(Stored data entries)

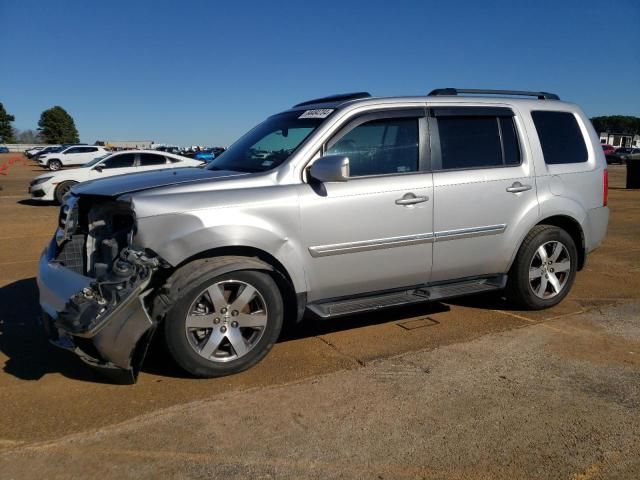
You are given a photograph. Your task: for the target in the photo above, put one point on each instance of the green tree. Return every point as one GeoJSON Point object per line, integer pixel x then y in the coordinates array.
{"type": "Point", "coordinates": [6, 130]}
{"type": "Point", "coordinates": [57, 126]}
{"type": "Point", "coordinates": [617, 124]}
{"type": "Point", "coordinates": [26, 136]}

◆ **What the exercise asks**:
Rewrite the entries above as a two-column CSV with the header instruction,response, giving one row per entry. Put each entry's text and its answer in their own quoted fields, replace line breaks with spaces, and omit the pictures.

◆ **Answer to the task**:
instruction,response
"You are given a photograph. Your task: for the target in the photo above, put one point on each instance of the green tree. Return every point as one GeoJSON Point object per line, integer pixel x then y in the coordinates array.","{""type"": ""Point"", ""coordinates"": [6, 130]} {""type"": ""Point"", ""coordinates"": [57, 126]} {""type"": ""Point"", ""coordinates"": [617, 124]} {""type"": ""Point"", ""coordinates"": [26, 136]}"